Berkshire Hathaway just held its annual meeting, in which Warren Buffett fields questions from shareholders. For six hours. He’s 77. I’m just sayin’.
Anyway, the Wall Street Journal had some highlights from the Q&A (I think it’s $-to-read, but that’s probably why Rupert Murdoch bid $5 billion for it, and not the Times or the WaPost). I never really knew anything about Buffett till the dot-com boom, when he was getting lambasted in the press for not buying into internet companies. At the time, he basically responded that none of those companies had a viable business model, and he didn’t understand how any of them could make money. Since he wasn’t one to trade on volatility, he stepped aside, was regarded as a dinosaur, and is now back to being regarded as the sage of investors. Perspective’s a funny thing.
I think his aversion to derivatives mirrors his dot-com experience:
In fielding a question about derivatives, which he once referred to as “financial weapons of mass destruction,” Mr. Buffett told shareholders that he expects derivatives and borrowing, or leverage, would inevitably end in huge losses for many financial participants.
+-------+
Write the next part of the commentary on Warren Buffett and the Berkshire Hathaway annual meeting, picking up after its last sentence.

> **Information shown**:
+-------+
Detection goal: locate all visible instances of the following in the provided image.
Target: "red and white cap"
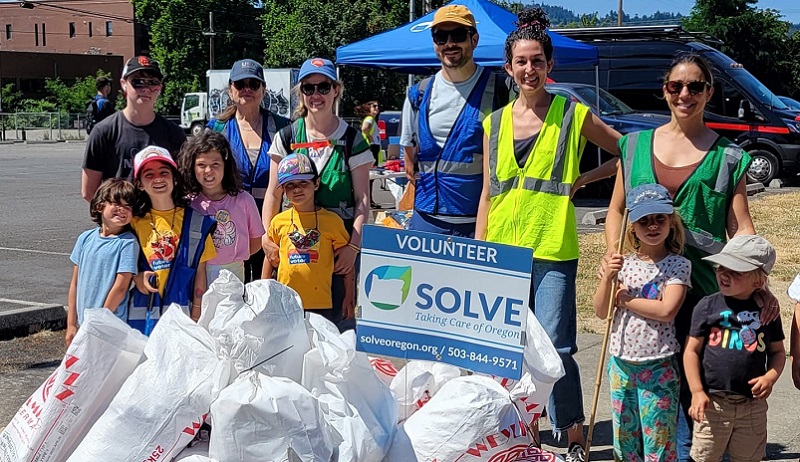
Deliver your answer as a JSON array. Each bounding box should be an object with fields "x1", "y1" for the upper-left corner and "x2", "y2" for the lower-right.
[{"x1": 133, "y1": 146, "x2": 178, "y2": 178}]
+-------+
> **Final result**:
“The introduction of derivatives has totally made any regulation of margin requirements a joke,” said Mr. Buffett, referring to the U.S. government’s rules limiting the amount of borrowed money an investor can apply to each trade. “I believe we may not know where exactly the danger begins and at what point it becomes a super danger. We don’t know when it will end precisely, but . . . at some point some very unpleasant things will happen in markets.”
And, in fact, he brings the derivatives issue back to the mentality that ruled the dot-com era: volatility.
Exacerbating the problem of derivatives and leverage is the short-term trading mentality and high turnover in the stock and bond markets, Mr. Buffett and Mr. Munger added. “There is an electronic herd of people around the world managing an amazing amount of money” who make decisions based on minute-by-minute stimuli, said Mr. Buffett, adding, “I think it’s a fool’s game.”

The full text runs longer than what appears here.